___ ROWS ___

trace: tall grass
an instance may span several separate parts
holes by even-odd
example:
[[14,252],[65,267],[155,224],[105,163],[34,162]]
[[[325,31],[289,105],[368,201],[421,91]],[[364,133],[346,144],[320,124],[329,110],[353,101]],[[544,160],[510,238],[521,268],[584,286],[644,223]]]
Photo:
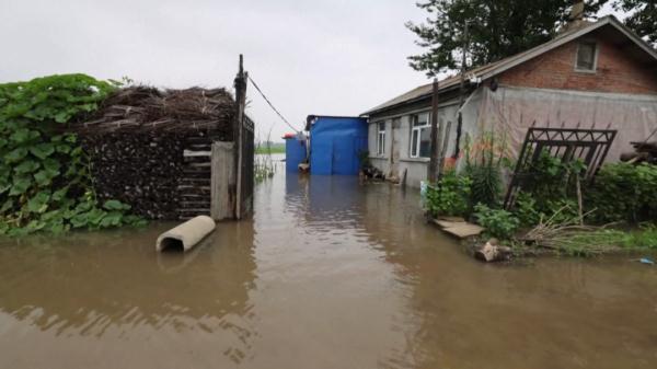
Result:
[[276,165],[272,160],[272,128],[267,132],[267,138],[263,142],[260,138],[255,143],[255,157],[253,161],[253,175],[255,183],[261,183],[270,178],[276,173]]

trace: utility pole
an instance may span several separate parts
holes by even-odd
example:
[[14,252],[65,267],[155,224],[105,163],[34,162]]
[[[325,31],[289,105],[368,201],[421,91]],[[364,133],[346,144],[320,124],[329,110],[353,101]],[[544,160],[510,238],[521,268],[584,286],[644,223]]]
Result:
[[240,54],[240,69],[235,77],[235,108],[237,114],[233,122],[234,166],[235,166],[235,219],[242,218],[242,155],[243,155],[243,130],[244,108],[246,106],[246,80],[249,73],[244,71],[244,57]]
[[461,55],[461,83],[459,85],[459,114],[457,117],[457,146],[454,148],[453,159],[459,158],[459,153],[461,152],[461,129],[463,127],[463,113],[461,113],[461,107],[463,107],[463,103],[465,101],[465,70],[468,64],[468,49],[470,45],[470,35],[468,30],[468,21],[465,21],[465,27],[463,28],[463,55]]
[[[440,176],[440,152],[442,151],[442,126],[438,126],[438,79],[434,78],[434,95],[431,97],[431,157],[429,160],[429,173],[427,175],[430,183],[438,182]],[[418,137],[419,139],[419,137]]]

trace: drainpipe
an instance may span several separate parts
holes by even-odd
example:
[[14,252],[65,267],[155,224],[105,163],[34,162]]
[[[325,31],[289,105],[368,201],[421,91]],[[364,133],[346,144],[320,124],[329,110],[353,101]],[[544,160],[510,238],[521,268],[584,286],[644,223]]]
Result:
[[[443,125],[438,127],[438,79],[434,78],[434,96],[431,97],[431,157],[429,160],[429,172],[427,178],[430,183],[438,182],[440,176],[440,152],[442,151],[441,145]],[[419,140],[419,137],[417,138]]]
[[463,55],[461,56],[461,83],[459,85],[459,116],[457,118],[457,145],[454,147],[453,159],[459,158],[459,153],[461,152],[461,130],[463,127],[463,114],[461,113],[461,107],[463,106],[464,97],[465,97],[465,64],[468,62],[468,48],[469,48],[469,30],[468,30],[468,21],[465,21],[465,27],[463,30]]

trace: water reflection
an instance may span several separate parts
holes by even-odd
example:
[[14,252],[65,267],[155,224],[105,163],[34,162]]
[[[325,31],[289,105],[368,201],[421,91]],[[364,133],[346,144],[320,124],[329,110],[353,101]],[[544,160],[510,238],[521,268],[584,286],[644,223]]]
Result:
[[412,189],[283,174],[184,256],[171,224],[1,241],[0,367],[654,367],[657,269],[483,265]]
[[[171,226],[4,241],[0,325],[11,332],[25,322],[56,337],[111,341],[222,332],[227,357],[241,360],[256,335],[249,302],[253,223],[220,223],[189,254],[157,254],[153,242]],[[0,335],[0,347],[9,338]]]

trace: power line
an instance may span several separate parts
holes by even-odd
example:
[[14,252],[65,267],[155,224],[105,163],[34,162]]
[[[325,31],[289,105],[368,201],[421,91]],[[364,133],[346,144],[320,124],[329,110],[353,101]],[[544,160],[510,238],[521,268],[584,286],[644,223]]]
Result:
[[251,81],[251,83],[253,84],[253,87],[255,88],[255,90],[257,90],[257,92],[263,96],[263,99],[267,102],[267,104],[269,104],[269,106],[272,107],[272,109],[274,112],[276,112],[276,114],[278,114],[278,116],[283,119],[283,122],[285,122],[285,124],[288,125],[288,127],[290,127],[293,131],[296,132],[300,132],[300,130],[297,130],[297,128],[295,128],[289,122],[288,119],[286,119],[283,114],[280,114],[280,112],[278,112],[278,109],[274,106],[274,104],[272,104],[272,102],[269,101],[269,99],[267,99],[267,96],[265,96],[265,94],[263,93],[263,91],[257,87],[257,83],[255,83],[255,81],[251,78],[251,76],[249,76],[249,80]]

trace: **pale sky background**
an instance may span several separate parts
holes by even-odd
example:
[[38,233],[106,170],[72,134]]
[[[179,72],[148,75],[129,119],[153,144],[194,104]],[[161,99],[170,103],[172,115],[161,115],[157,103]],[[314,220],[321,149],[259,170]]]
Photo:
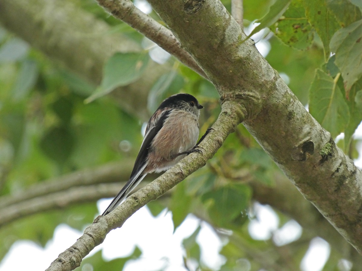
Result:
[[[148,13],[151,12],[151,7],[145,1],[135,0],[134,2],[144,12]],[[245,29],[245,32],[247,34],[250,33],[256,26],[252,24],[250,27]],[[264,33],[261,31],[252,38],[256,42],[258,50],[265,56],[270,50],[270,44],[265,39],[258,42],[264,35]],[[152,47],[150,51],[150,56],[159,63],[164,62],[169,57],[168,53],[146,39],[143,45],[145,48]],[[289,81],[287,76],[283,73],[281,76],[287,84]],[[342,139],[344,136],[343,134],[339,136],[336,141]],[[361,125],[357,129],[354,137],[362,138]],[[355,160],[355,164],[361,168],[362,144],[358,147],[360,155]],[[106,208],[111,199],[98,201],[99,214]],[[249,233],[253,238],[268,240],[271,238],[276,245],[281,246],[298,239],[301,236],[302,227],[293,220],[278,228],[278,216],[269,206],[256,203],[253,209],[255,218],[250,221],[249,226]],[[226,261],[224,257],[219,255],[219,252],[223,244],[227,242],[227,239],[220,240],[210,225],[191,215],[173,233],[172,215],[171,212],[165,209],[154,218],[147,207],[144,207],[127,220],[121,228],[111,231],[104,242],[87,257],[102,249],[102,255],[106,261],[127,257],[131,254],[137,245],[142,251],[141,257],[139,259],[127,262],[124,271],[153,271],[161,269],[166,271],[185,271],[183,267],[182,256],[185,253],[182,241],[201,225],[201,229],[197,241],[201,246],[202,260],[211,268],[218,270]],[[60,253],[74,244],[82,234],[83,232],[62,224],[55,229],[52,239],[48,242],[44,248],[31,241],[17,241],[13,245],[0,263],[0,271],[45,270]],[[330,252],[329,245],[327,242],[321,238],[314,238],[301,263],[301,270],[320,271],[328,259]],[[19,255],[21,255],[21,261],[19,260]],[[248,267],[250,267],[247,266],[247,261],[244,262],[246,265],[244,270],[247,271],[249,270]],[[33,264],[29,265],[29,263]],[[192,262],[188,263],[191,268],[196,266]],[[346,270],[351,267],[350,263],[347,261],[342,260],[340,263],[346,268]],[[82,266],[79,270],[93,271],[92,267],[87,265]]]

___

EXERCISE INSTRUCTIONS: Transcribe every record above exactly, leaving out the pictures.

ANSWER TO THE TASK:
trace: tall grass
an instance may span several separate parts
holes by even-odd
example:
[[14,252],[65,267],[155,224],[105,163],[34,162]]
[[[325,31],[289,105],[368,201],[421,91]],[[364,133],[346,144],[320,124],[329,110],[353,101]],[[544,160],[510,238],[521,268],[584,286],[644,223]]]
Photo:
Result:
[[276,165],[272,160],[272,128],[267,132],[267,138],[263,142],[260,138],[255,143],[255,157],[253,161],[253,175],[255,183],[261,183],[270,178],[276,173]]

trace: utility pole
an instance may span several separate parts
holes by even-odd
example:
[[14,252],[65,267],[155,224],[105,163],[34,162]]
[[[325,31],[289,105],[368,201],[421,91]],[[364,133],[346,144],[320,124],[329,110],[353,101]],[[544,160],[510,238],[521,268],[584,286],[644,223]]]
Result:
[[240,54],[240,69],[235,77],[235,108],[237,114],[233,122],[234,166],[235,166],[235,219],[242,218],[242,155],[243,155],[243,130],[244,108],[246,106],[246,80],[249,73],[244,71],[244,57]]
[[461,55],[461,83],[459,85],[459,114],[457,117],[457,146],[454,148],[453,159],[459,158],[459,153],[461,152],[461,129],[463,127],[463,113],[461,113],[461,107],[463,107],[463,103],[465,101],[465,70],[468,64],[468,49],[470,45],[470,35],[468,30],[468,21],[465,21],[465,27],[463,28],[463,55]]
[[[440,176],[440,152],[442,151],[442,126],[438,126],[438,79],[434,78],[434,95],[431,97],[431,157],[429,160],[429,173],[427,175],[430,183],[438,182]],[[418,137],[419,139],[419,137]]]

trace: drainpipe
an instance may span several separate parts
holes by even-odd
example:
[[14,252],[65,267],[155,224],[105,163],[34,162]]
[[[325,31],[289,105],[368,201],[421,91]],[[364,133],[346,144],[320,124],[329,110],[353,101]],[[544,160],[510,238],[521,268],[584,286],[644,223]]]
Result:
[[[443,125],[438,127],[438,79],[434,78],[434,96],[431,97],[431,157],[429,160],[429,172],[427,178],[430,183],[438,182],[440,176],[440,152],[442,151],[441,145]],[[419,140],[419,137],[417,138]]]
[[463,55],[461,56],[461,83],[459,85],[459,116],[457,118],[457,145],[454,147],[453,159],[459,158],[459,153],[461,152],[461,130],[463,127],[463,114],[461,113],[461,107],[463,106],[464,97],[465,97],[465,64],[468,62],[468,48],[469,48],[469,30],[468,30],[468,21],[465,21],[465,27],[463,30]]

trace: water reflection
an instance may span several separate parts
holes by even-odd
example:
[[14,252],[65,267],[155,224],[105,163],[34,162]]
[[[325,31],[289,105],[368,201],[421,91]],[[364,133],[346,144],[320,124],[329,110],[353,101]],[[544,160],[510,238],[521,268],[584,286],[644,223]]]
Result:
[[412,189],[283,174],[184,256],[171,224],[1,241],[0,367],[654,367],[657,269],[483,265]]
[[[171,226],[4,241],[0,325],[11,332],[25,322],[56,337],[111,341],[222,332],[227,357],[241,360],[256,335],[249,302],[253,223],[220,223],[189,254],[157,254],[153,242]],[[0,335],[0,347],[9,338]]]

trace: power line
an instance may span several separate parts
holes by even-odd
example:
[[14,252],[65,267],[155,224],[105,163],[34,162]]
[[[325,31],[289,105],[368,201],[421,91]],[[364,133],[346,144],[320,124],[329,110],[353,101]],[[544,160],[510,238],[521,268],[584,286],[644,223]]]
Result:
[[251,81],[251,83],[253,84],[253,87],[255,88],[255,90],[257,90],[257,92],[263,96],[263,99],[267,102],[267,104],[269,104],[269,106],[272,107],[272,109],[274,112],[276,112],[276,114],[278,114],[278,116],[283,119],[283,122],[285,122],[285,124],[288,125],[288,127],[290,127],[293,131],[296,132],[300,132],[300,130],[297,130],[297,128],[295,128],[289,122],[288,119],[286,119],[283,114],[280,114],[280,112],[278,112],[278,109],[274,106],[274,104],[272,104],[272,102],[269,101],[269,99],[267,99],[267,96],[265,96],[265,94],[263,93],[263,91],[257,87],[257,83],[255,83],[255,81],[251,78],[251,76],[249,76],[249,80]]

trace: **pale sky background**
an instance may span several separate parts
holes by even-odd
example:
[[38,233],[106,170],[72,134]]
[[[179,72],[148,75],[129,119],[153,144],[194,104]],[[161,99],[170,103],[172,115],[161,115],[157,103]],[[314,220],[321,149],[259,170]]]
Photo:
Result:
[[[148,13],[151,12],[151,7],[145,1],[135,0],[134,2],[144,12]],[[245,29],[245,32],[247,34],[250,33],[256,26],[252,24],[250,27]],[[264,33],[261,31],[252,38],[256,42],[258,50],[265,56],[270,50],[270,44],[265,39],[258,42],[264,35]],[[152,47],[150,51],[150,56],[159,63],[164,62],[169,57],[168,53],[146,39],[143,45],[145,48]],[[289,81],[287,76],[283,73],[281,76],[287,84]],[[342,139],[344,136],[343,134],[339,136],[336,141]],[[361,125],[357,129],[354,137],[362,138]],[[355,160],[355,164],[361,168],[362,144],[358,147],[360,155]],[[106,208],[111,199],[98,201],[99,214]],[[249,233],[253,238],[268,240],[271,238],[276,245],[281,246],[298,239],[301,236],[302,227],[293,220],[278,228],[278,216],[269,206],[256,203],[253,209],[255,218],[250,221],[249,226]],[[226,261],[224,257],[219,255],[219,252],[223,244],[227,242],[227,239],[220,240],[210,225],[191,215],[173,233],[172,215],[171,212],[165,209],[154,218],[147,207],[144,207],[127,220],[121,228],[111,231],[104,242],[87,257],[102,249],[102,255],[106,261],[127,257],[131,254],[137,245],[142,251],[141,257],[139,259],[127,262],[124,271],[153,271],[161,269],[166,271],[185,271],[183,267],[182,256],[185,253],[182,241],[201,225],[201,229],[197,241],[201,246],[202,260],[211,268],[218,270]],[[60,253],[74,244],[82,234],[83,232],[62,224],[55,229],[52,239],[48,242],[44,248],[31,241],[17,241],[13,245],[0,263],[0,271],[45,270]],[[330,252],[329,245],[327,242],[321,238],[314,238],[301,263],[301,270],[320,271],[328,259]],[[19,255],[21,255],[21,261],[19,260]],[[248,267],[250,267],[247,266],[247,261],[244,262],[246,265],[244,270],[247,271],[249,270]],[[33,264],[29,265],[29,263]],[[192,262],[188,263],[191,268],[196,266]],[[346,270],[351,267],[350,263],[347,261],[342,260],[340,263],[346,268]],[[82,266],[79,270],[93,271],[92,267],[87,265]]]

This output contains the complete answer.